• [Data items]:
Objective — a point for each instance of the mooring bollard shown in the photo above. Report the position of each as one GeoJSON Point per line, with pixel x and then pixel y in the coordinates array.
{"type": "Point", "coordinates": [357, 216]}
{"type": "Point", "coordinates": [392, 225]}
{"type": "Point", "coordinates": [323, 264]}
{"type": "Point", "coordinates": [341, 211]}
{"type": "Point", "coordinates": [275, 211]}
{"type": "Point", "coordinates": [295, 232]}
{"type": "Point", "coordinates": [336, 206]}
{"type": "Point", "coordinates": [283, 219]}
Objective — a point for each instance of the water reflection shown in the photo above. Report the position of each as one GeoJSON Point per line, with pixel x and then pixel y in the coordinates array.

• [Stated task]: Convert every line of the records above into a numbered list, leaving out any blank lines.

• [Worked solution]:
1. Objective — a point for each instance of the mooring bollard shown in the photo above. Report the position of each as one GeoJSON Point per line, with pixel x and then pixel y in the coordinates array.
2. {"type": "Point", "coordinates": [357, 216]}
3. {"type": "Point", "coordinates": [392, 225]}
4. {"type": "Point", "coordinates": [323, 264]}
5. {"type": "Point", "coordinates": [341, 211]}
6. {"type": "Point", "coordinates": [275, 211]}
7. {"type": "Point", "coordinates": [295, 232]}
8. {"type": "Point", "coordinates": [336, 206]}
9. {"type": "Point", "coordinates": [283, 219]}
10. Objective — a point for each instance of the water reflection shown in the photo above. Report the position of each as one GeoJSON Point per line, with pixel x and then pixel y in the coordinates array.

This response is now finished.